# Given records start

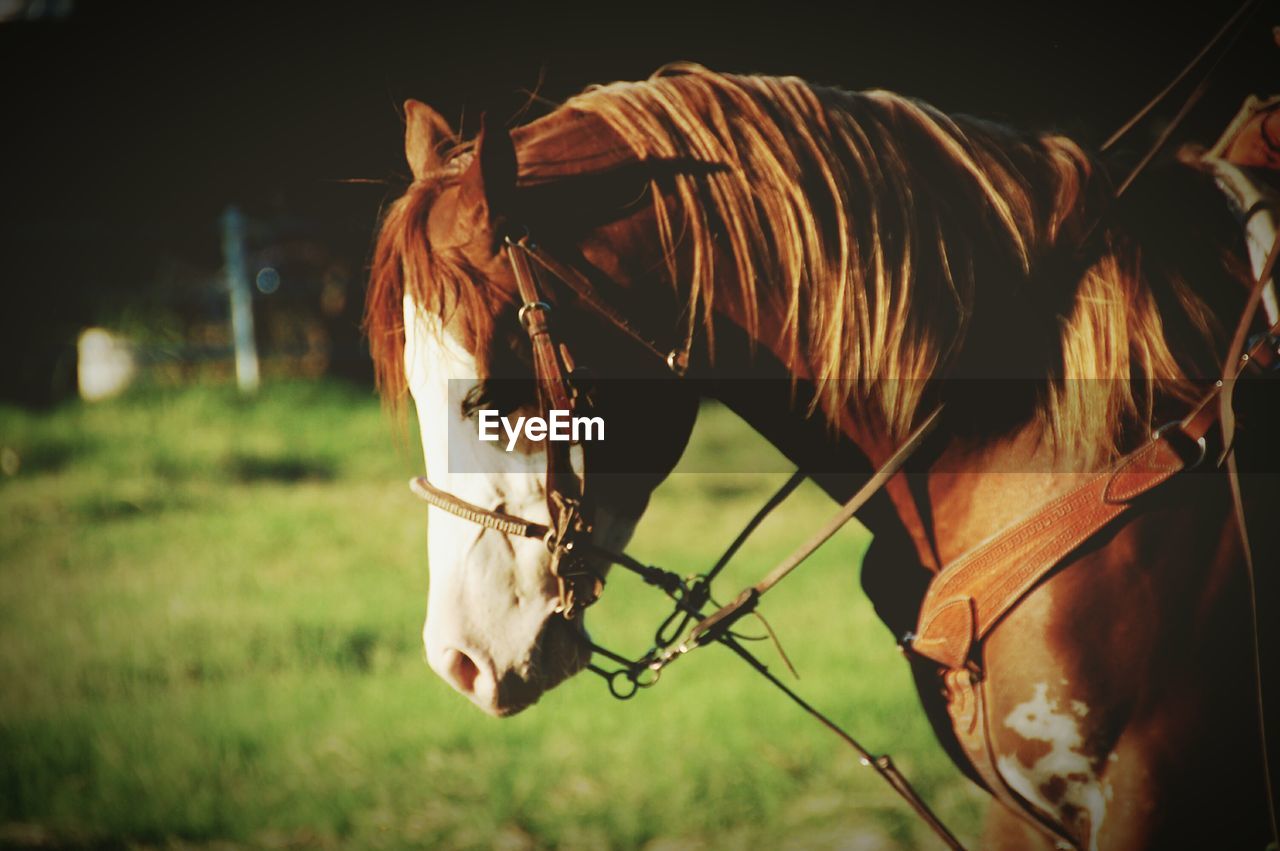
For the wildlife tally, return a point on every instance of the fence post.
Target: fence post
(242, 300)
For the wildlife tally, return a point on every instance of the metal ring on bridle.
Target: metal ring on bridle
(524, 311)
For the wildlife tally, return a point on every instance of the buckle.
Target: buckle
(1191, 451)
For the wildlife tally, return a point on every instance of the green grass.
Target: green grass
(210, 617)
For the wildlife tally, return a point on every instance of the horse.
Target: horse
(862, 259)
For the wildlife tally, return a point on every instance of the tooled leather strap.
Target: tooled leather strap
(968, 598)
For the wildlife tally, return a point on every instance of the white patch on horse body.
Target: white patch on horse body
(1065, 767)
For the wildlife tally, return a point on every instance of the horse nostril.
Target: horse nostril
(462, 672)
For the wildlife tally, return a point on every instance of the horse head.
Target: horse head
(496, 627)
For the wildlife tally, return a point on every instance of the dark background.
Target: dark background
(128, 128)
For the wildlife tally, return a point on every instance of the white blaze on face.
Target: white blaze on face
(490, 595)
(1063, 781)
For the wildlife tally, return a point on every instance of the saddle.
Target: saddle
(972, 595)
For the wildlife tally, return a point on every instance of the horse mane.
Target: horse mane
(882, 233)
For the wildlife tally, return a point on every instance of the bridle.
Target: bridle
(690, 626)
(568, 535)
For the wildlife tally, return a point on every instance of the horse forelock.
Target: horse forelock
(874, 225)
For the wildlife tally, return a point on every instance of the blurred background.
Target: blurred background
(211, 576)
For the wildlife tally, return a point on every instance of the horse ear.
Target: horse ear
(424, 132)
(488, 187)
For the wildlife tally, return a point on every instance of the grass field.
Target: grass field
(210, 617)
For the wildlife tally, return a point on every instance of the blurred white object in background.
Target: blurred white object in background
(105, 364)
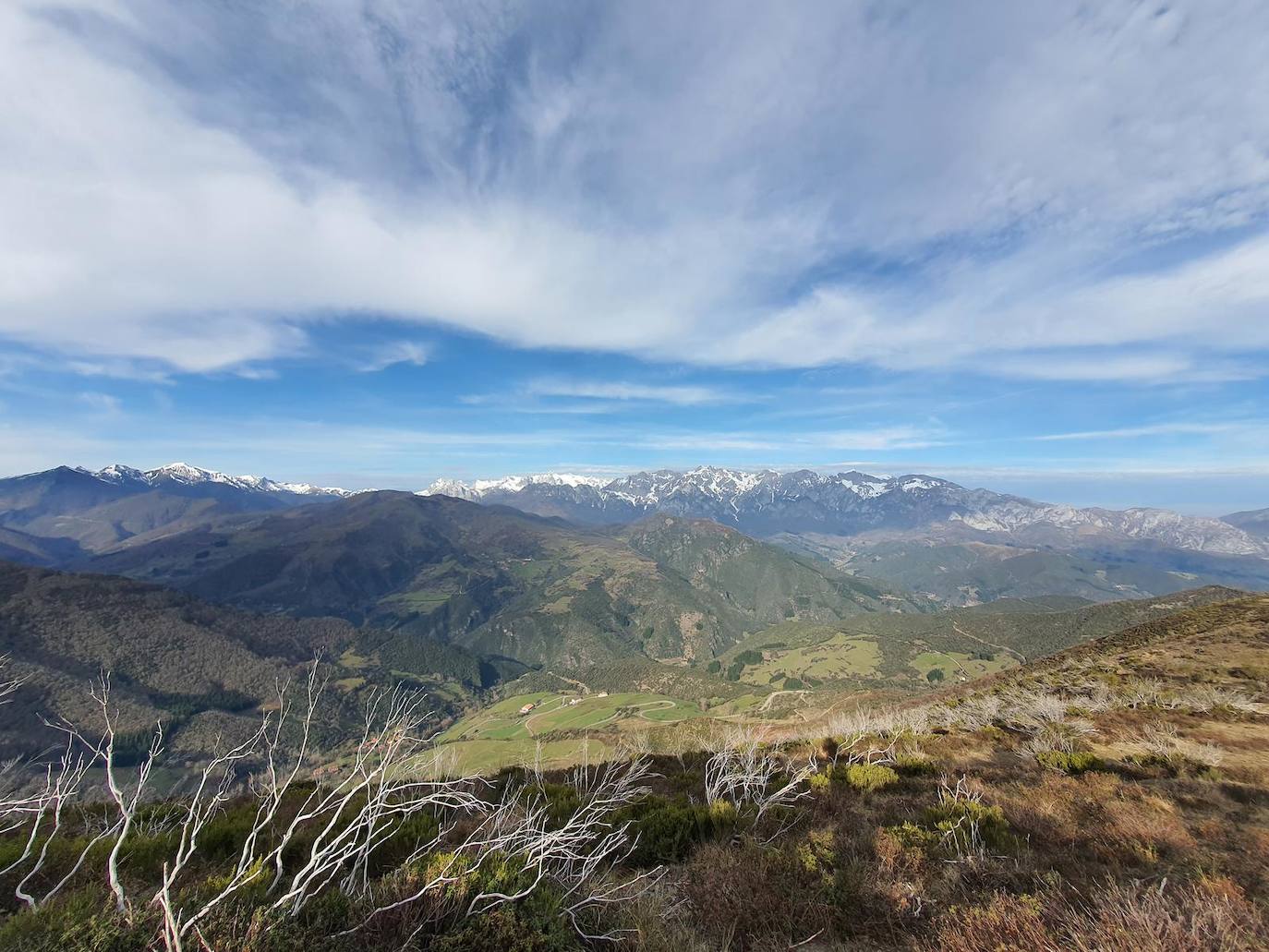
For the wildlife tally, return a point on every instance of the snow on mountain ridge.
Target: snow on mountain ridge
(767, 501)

# Given records end

→ Problem description
Write the lines above as a numbered list, skipping any blank lines and leaving out the pictures.

→ Result below
1. For the wildlife tally, return a point on every instance of the fence post.
2. Target: fence post
3. (242, 300)
4. For the wildlife tally, return a point on every instance of the metal ring on bridle.
5. Target: metal ring on bridle
6. (524, 311)
7. For the wildlife tally, return a point on every instance of the buckle.
8. Target: buckle
9. (1191, 451)
10. For the wildlife tally, return a point on every instance of the green grass.
11. Target: green grass
12. (210, 617)
13. For the wildlife tally, return a point on every instance of the horse.
14. Target: horse
15. (862, 259)
16. For the wildlife tally, return a point on every instance of the tooled leather strap.
17. Target: tooled leather strap
18. (968, 598)
19. For the wildlife tally, return a point on every instance of the white patch on horse body.
20. Target: white patch on horse body
21. (1065, 767)
22. For the wildlife tally, return a point on every instance of the horse nostril.
23. Target: horse nostril
24. (462, 672)
25. For the wildlife tally, return a point on every instance of the horse head.
26. Target: horse head
27. (496, 627)
28. For the wildlife tally, return a point on every instance of the dark background.
29. Target: dark background
30. (128, 128)
31. For the wildlife tally, return a point on every instance of the white blaze on face.
32. Target: white blaze on face
33. (490, 595)
34. (1063, 781)
35. For the wildlife tally, return a point on every instance of the saddle.
36. Target: saddle
37. (972, 595)
38. For the wildlife tally, return a point on every instance of the horse mane.
39. Target: horse mane
40. (882, 233)
41. For the wildlife tally, return a point on every instance of the bridle.
42. Target: bridle
43. (690, 626)
44. (568, 535)
45. For the wildlife tally, return a point on every instance of the horse forelock.
46. Target: horse forelock
47. (874, 225)
48. For the wildlife tally, return a point on every instance of the blurred background.
49. Target: blurred background
50. (211, 576)
51. For the wildlife tally, return a point on every instance of the horse ear.
52. Target: horse ear
53. (424, 132)
54. (488, 187)
55. For the wildlife tally, return a point on every instance of the grass field.
56. Target: grass field
57. (210, 617)
58. For the wildlife tally, return a point on every instance of the blurred white object in background.
59. Target: blurred white object in background
60. (105, 364)
61. For the wildlife tally, return a point on every instance of the snow on mountain ridge.
62. Target: snow on mountain ridge
63. (767, 501)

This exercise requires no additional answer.